I will agree then, we are a "masaya" people. This is the face the world sees among the eight million Filipinos living overseas. Just think of the hundreds of Filipina domestic helpers congregating in shopping centers and plazas in Hong Kong and Singapore. They look "masaya."

Foreigners who visit us also leave with the impression that we are a merry people, from the hustle and bustle of our streets, from our fiestas, even from our wakes with all the carousing and eating and card games.

The wakes provide us with a clue to the Filipino "happiness." Skilty's description of Filipino pessimism is one of an anticipatory coping mechanism. Because we expect the worst, we are "happy" with whatever happens. I'd suggest our "happiness" (in the sense of "masaya") is itself a coping mechanism. We joke, we laugh, albeit nervously, in times of crisis to assure ourselves all will be well.
But is all that being happy or being "masaya"? There are real differences between "happiness" and "saya." Note how we can be happy alone, but not "masaya." "Saya" is generated, and celebrated, collectively. "'Saya' is being entertaining, and entertained, all in exuberance.

But there's a downside to all this "saya." I feel "saya" is the product of a society where so much is uncertain. "Masaya" therefore celebrates the moment; it is fleeting, a burst of emotion best captured by that feeling we have when a loved one returns home after a long absence.

* _Exercise details_: Reproduce the passage on Filipino "saya" word for word, beginning at the words "Foreigners who visit" and stopping after "and card games.".

* _Data segment_:

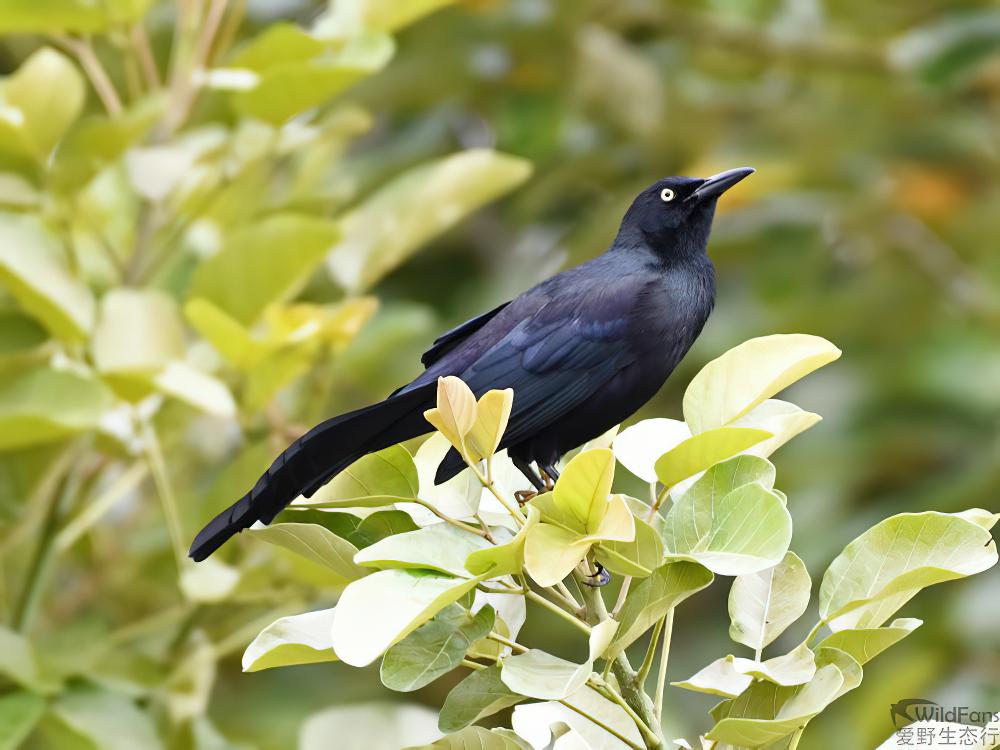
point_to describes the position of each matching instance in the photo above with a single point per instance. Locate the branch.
(84, 52)
(661, 675)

* _Task answer_:
Foreigners who visit us also leave with the impression that we are a merry people, from the hustle and bustle of our streets, from our fiestas, even from our wakes with all the carousing and eating and card games.